Given exercise 1
In the post on Michael Harner's shamanism below, what are the workshops that Harner now runs called?

Text block

---

In another thread Educatedindian wrote:
While I agree very much with networking on similar issues, I've never cared much for the idea of trying to find similarities between very different traditions. It's too easily transformed into the pseudo shamanism ideas of people like Michael Harner, that it's OK to exploit any tribal tradition because somehow they're really all the same.
It is some years ago now, that I read the book
The Way of the Shaman by Michael Harner, and was actually totally horrified.
Called it mutant, Frankenstein form of shamanism.
Now I read, that he does workshops called:
"Core Shamanism" Personally I don't think that there is anything wrong in finding similarities between different traditions per se, but the problem I found with Michael Harner's approach, was that at the very core of it IS "Western thought", or "Western model for Reality" or "Western Reality Orientation" (of which I've spoken earlier).
What Michael Harner then does, is to pin outer "Shamanic" expressions and practices onto that "Core Grammar of the Western Thought", in a manner that can be likened to that of decorating a Christmas Tree.
Hence the quotations and the beliefs expressed in his book become terribly distorted.

---

[Records excerpted from a collection]
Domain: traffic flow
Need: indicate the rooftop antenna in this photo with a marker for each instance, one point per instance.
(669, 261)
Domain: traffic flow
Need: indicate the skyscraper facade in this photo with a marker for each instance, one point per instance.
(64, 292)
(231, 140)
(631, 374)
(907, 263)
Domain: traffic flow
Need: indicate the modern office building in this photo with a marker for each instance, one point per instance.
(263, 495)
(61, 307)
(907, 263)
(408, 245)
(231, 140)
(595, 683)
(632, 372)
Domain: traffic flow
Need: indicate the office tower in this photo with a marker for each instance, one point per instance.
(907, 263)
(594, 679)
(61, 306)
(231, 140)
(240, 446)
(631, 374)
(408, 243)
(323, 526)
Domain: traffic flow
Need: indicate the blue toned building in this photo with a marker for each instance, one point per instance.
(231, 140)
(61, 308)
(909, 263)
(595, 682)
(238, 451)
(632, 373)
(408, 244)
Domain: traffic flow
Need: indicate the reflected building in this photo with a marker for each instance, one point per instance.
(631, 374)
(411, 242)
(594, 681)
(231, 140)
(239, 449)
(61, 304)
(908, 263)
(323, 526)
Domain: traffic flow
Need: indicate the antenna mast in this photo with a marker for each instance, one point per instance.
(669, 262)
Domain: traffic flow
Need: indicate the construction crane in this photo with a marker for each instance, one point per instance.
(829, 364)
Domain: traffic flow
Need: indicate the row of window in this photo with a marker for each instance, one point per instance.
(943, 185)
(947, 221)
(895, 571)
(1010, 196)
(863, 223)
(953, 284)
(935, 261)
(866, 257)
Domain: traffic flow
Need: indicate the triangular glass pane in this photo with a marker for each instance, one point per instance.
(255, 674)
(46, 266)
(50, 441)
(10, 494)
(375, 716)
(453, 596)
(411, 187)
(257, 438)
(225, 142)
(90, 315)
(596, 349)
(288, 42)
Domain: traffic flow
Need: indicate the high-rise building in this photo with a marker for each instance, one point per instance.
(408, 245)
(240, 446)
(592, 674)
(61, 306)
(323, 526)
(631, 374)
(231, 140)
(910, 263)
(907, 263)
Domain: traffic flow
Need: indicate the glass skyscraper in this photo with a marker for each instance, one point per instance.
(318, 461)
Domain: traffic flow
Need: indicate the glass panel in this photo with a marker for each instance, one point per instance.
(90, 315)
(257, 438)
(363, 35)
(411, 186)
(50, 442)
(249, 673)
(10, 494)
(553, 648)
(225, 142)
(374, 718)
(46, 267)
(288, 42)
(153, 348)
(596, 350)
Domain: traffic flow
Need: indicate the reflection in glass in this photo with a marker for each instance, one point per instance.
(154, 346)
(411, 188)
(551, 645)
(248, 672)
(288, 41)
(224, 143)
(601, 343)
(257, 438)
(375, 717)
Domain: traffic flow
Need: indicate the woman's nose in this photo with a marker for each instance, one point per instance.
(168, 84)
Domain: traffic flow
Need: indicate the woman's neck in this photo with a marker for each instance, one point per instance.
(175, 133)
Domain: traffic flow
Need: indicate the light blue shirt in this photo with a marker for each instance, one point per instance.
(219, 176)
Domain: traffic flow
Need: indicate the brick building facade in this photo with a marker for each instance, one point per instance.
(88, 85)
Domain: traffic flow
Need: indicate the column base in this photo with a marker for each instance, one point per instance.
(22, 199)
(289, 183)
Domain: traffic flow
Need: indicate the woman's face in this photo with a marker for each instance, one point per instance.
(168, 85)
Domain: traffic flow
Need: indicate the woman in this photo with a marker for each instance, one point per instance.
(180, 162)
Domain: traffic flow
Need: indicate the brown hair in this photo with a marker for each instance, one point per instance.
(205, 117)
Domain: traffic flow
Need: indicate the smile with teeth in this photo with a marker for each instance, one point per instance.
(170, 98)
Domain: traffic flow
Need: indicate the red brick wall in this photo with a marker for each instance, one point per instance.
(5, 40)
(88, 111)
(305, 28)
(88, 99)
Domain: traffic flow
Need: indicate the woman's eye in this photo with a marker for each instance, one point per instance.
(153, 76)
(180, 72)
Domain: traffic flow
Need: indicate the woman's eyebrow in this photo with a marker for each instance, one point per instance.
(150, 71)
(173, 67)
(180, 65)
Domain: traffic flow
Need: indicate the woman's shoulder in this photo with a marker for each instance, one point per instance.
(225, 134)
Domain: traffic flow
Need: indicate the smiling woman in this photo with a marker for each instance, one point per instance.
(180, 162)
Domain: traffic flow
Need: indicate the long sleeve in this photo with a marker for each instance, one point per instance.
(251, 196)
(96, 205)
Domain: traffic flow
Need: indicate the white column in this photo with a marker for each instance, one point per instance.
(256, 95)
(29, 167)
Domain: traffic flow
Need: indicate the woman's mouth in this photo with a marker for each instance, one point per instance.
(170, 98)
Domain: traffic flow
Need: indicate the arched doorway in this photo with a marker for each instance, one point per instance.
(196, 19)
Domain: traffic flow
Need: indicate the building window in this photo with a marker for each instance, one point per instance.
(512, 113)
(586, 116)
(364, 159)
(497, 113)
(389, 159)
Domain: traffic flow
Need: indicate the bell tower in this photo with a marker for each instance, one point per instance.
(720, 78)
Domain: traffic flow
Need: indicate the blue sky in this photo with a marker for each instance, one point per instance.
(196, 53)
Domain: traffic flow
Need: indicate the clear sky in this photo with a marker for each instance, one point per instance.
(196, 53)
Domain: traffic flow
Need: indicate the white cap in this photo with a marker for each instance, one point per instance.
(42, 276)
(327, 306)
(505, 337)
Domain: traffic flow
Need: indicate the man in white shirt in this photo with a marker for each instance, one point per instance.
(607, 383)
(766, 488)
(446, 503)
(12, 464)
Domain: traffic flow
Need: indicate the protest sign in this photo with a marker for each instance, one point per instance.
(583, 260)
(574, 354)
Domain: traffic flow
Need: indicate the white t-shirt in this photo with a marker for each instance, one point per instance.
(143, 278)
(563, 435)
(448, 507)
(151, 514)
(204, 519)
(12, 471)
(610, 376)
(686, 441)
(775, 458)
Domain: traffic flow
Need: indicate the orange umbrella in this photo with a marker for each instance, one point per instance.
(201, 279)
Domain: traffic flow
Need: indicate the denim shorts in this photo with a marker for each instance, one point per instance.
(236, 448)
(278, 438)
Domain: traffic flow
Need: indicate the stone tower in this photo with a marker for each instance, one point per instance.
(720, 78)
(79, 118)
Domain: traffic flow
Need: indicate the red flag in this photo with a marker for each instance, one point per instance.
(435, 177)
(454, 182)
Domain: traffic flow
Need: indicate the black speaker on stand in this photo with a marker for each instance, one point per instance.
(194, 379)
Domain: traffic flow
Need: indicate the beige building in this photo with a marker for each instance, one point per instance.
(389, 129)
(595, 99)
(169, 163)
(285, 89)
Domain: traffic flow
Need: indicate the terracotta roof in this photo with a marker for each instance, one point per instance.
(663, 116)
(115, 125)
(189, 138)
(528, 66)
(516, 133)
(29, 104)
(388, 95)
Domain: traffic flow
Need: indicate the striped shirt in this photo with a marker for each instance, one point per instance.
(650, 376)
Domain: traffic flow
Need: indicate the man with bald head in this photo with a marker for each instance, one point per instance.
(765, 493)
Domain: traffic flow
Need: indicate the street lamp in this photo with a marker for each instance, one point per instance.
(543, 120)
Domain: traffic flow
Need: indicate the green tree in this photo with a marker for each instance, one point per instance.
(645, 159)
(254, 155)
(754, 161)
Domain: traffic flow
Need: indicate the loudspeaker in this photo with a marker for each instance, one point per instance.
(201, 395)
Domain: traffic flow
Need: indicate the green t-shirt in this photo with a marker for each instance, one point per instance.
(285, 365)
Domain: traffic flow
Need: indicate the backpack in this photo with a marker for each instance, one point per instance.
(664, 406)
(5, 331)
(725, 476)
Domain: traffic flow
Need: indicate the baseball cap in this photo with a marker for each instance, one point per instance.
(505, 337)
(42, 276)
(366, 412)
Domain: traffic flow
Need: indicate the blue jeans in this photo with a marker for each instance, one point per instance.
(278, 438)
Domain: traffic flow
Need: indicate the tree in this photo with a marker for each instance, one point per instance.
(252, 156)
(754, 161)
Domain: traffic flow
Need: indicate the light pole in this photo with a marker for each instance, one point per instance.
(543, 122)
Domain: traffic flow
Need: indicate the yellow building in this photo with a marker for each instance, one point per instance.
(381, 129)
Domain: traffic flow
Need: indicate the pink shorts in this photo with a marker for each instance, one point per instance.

---

Given exercise 2
Identify every line of the records that contains the word "white", treating uppercase and lowercase as different, and copy each such line.

Worked solution 1
"Core Shamanism"

Worked solution 2
Need: indicate the white column in this photo with a marker for each instance, one point per instance.
Need: indicate the white cap in this photo with a marker for each instance, one point per instance.
Need: indicate the man in white shirt in this photo with a marker for each instance, one point per instance.
Need: indicate the white t-shirt in this photo with a marker for each instance, one point per instance.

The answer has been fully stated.